··· PAGE EXCERPT ···

In the meantime, though, he's fooling around with Emma Frost (Lord, speaking of things that caused people to lose their shit back in the day . . .) It starts out as "therapy" to help him with his withdrawal, but of course it mutates into something else soon enough . . .on both sides. Cyclops is obviously reaching out to Emma more than he can to anyone else, and Emma, the longtime shit-stirrer, begins to discover something in herself as well. It was (and is) unlikely-bordering-on-unthinkable, but Morrison makes it work without making it feel too soapy (and seeing as how X-men has been the exemplar of superhero as ongoing soap opera for longer than most of us reading this have been alive, it's no mean feat) and keeps it in the background for most of this volume.

There's another done-in-one story that deals with the fallout of the Sentinel massacre of Genosha and the death of Magneto which gives us a glimpse of something that'd been hovering in the background--Magneto, in death, is being made into a messianic figure in mutant culture, succeeding in promoting his view better in death than he ever did alive. This notion of what one does or is able to do as an active or passive participant will come up again, and is a central thesis of New X-Men as a whole. For now, we get a rather striking (if somewhat dodgy in terms of plausibility--Magnetic fields containing memories? Really?) issue wherein Magneto delivers a stirring posthumous message from the ruins of Genosha. It doesn't seem like much at the time, but as with many moments in New X-Men, from small splashes come big ripples.

The X-Corporation tour stops in Mumbai in the next issue, wherein a new student is added to the school in the person of Dust (who's a Muslim girl who can turn to sand) who's actually become an enduring member of the lower-tier X-Books, as I understand it. In addition, Professor X gets dumped by Lilandra as the Shi'ar bugger off because the X-Men are nothing but trouble (good riddance, really) and the world tour thing finally wraps up . . .

. . .Just in time for "Riot at Xavier's," which may be one of my favourite arcs in this entire run. It might be tempting to say this is the beginning of the "unmaking" of Morrison's structure as I mentioned before, but it's more of an attempt to bring various simmering issues to a head in anticipation for the detonation to come. There's also a foreshadowing of future events in the plot for this arc and what happens in microcosm (the Omega Gang stages a riot/failed revolution at the school) will happen in macrocosm in a little bit.

But let's get right to the heart of this thing. Quentin Quire, uber-nerd honor roll student at Xavier's, has a bit of breakdown and, fueled by the drug "Kick" (which, at the time, seemed like a mere mechanism to raise the stakes) forms the Omega Gang out of a group of similarly disaffected Xavier students and begins beating the crap out of humans and generally stirring things up, which in the short term leads to yet another "open to the public day" at Xavier's ending in disaster. Naturally, as with all embarrassing and poorly thought out acts of adolescent rebellion, this is done less with an eye towards challenging the established order and more to do with impressing chicks, but what else is new?

··· SUPPLIED ENTRIES ···

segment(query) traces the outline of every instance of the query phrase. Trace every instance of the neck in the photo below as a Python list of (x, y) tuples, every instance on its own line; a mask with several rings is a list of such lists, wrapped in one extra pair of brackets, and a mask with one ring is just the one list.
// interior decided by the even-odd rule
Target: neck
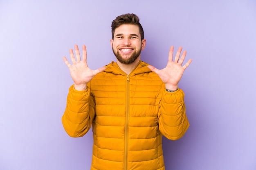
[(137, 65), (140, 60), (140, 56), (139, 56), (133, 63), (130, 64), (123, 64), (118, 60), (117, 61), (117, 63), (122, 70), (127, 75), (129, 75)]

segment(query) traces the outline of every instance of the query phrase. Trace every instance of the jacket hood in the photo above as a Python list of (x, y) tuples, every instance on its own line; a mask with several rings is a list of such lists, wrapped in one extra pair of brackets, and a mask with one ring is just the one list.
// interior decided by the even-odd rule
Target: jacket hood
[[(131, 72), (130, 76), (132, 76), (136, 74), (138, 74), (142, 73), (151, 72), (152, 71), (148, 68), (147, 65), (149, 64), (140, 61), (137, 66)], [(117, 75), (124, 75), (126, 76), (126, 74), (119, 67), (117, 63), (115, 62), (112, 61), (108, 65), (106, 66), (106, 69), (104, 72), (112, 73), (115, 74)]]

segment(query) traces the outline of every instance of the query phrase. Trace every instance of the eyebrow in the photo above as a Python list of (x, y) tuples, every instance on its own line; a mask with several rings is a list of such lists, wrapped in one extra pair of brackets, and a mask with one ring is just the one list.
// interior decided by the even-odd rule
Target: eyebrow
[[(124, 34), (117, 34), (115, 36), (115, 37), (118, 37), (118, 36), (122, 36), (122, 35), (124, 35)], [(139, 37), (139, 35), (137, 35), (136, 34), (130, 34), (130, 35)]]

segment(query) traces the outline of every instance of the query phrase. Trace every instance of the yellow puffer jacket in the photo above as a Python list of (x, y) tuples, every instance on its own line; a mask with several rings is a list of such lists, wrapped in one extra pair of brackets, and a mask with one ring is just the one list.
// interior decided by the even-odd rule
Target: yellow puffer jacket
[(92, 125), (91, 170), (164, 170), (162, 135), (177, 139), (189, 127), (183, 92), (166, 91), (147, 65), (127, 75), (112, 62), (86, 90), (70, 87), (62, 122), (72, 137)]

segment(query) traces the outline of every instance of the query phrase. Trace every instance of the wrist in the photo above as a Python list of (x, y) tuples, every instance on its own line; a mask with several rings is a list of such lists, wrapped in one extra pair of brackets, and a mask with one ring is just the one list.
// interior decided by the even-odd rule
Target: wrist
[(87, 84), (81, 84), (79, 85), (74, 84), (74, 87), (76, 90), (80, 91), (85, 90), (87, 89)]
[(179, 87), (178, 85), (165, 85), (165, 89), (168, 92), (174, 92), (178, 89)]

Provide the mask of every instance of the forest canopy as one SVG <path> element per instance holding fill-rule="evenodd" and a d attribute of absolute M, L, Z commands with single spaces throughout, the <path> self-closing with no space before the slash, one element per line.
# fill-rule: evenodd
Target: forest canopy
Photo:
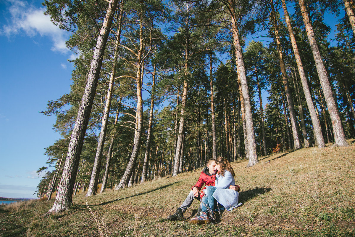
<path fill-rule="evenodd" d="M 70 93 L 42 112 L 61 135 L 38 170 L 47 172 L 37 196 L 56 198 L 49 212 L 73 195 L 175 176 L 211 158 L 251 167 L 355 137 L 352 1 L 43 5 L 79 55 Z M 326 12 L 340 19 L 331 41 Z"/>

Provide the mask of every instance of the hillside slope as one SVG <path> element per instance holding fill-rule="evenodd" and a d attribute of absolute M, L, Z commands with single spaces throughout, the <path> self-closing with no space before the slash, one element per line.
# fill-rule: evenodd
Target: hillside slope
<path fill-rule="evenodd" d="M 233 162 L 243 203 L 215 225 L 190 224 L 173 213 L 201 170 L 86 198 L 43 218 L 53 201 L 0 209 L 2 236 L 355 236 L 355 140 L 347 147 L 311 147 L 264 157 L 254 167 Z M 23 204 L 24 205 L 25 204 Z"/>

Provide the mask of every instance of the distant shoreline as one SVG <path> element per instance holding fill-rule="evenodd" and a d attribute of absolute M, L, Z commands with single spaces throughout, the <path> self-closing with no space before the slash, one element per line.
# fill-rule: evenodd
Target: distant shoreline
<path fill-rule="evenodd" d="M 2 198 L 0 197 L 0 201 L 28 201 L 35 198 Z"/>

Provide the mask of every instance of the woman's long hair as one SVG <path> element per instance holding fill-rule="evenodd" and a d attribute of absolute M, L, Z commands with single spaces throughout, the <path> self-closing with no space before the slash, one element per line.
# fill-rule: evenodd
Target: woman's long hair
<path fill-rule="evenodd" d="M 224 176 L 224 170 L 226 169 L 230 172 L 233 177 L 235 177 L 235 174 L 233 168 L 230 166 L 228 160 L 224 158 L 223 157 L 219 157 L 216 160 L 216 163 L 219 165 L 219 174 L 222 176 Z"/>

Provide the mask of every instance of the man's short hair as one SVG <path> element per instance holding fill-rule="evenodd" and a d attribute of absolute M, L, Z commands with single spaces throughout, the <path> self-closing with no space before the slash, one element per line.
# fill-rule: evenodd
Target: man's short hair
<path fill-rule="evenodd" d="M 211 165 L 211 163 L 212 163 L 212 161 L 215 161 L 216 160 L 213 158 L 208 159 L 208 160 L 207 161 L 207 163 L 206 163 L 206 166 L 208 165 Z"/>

···

TASKS TO PERFORM:
#1 List every individual character the New X-Men review names.
#2 Carry on the New X-Men review from the point where it stops.
The material has nothing to do with this work.

RESPONSES IN ORDER:
#1 Emma Frost, Cyclops, Magneto, Dust, Professor X, Lilandra, Quentin Quire

#2
Despite this, however, Quire does an excellent job of puncturing the idea of Xavier's as some liberal happy fun time fantasyland where everyone gets along and actually does challenge some long-held notions about how the X-Men work. In his proposal, Morrison equates mutants with youth, and a force for change, whereas humanity is equated to parents, to the Old Order that wants to retard progress. Well, here it is, only now it's applied against the people who, for 30+ years we assumed were "in the right" just because they happened to be the heroes of the book. Quire claims that all Xavier's done is "find new ways to do nothing," while Xavier and the staff struggle to balance their high-minded ideals with the need for discipline, which, as they wring their hands, crumbles. By the end of the arc, no one's really come out a winner (the Omega Gang crumbles, Quire "dies," more or less) Xavier's had a serious knock-back and several students are dead.

Oh yes, and Frank Quitely gets to draw a pretty awesome car/foot chase. Also, Xorn has, while this is going on, wiped out a group of U-Men and seems awfully focused on keeping it a secret. Wonder what that's about?

Meanwhile, things get worse. Cyclops and Emma's affair is discovered by Phoenix, who's high-handedness about the whole thing causes him to leave in a huff (although it happens so fast one wonders if he hadn't been actively looking for an excuse) just in time for Emma to confess her love of Cyclops and then to be shot by a diamond bullet, shattered into a million pieces, and a murder mystery to suddenly break out.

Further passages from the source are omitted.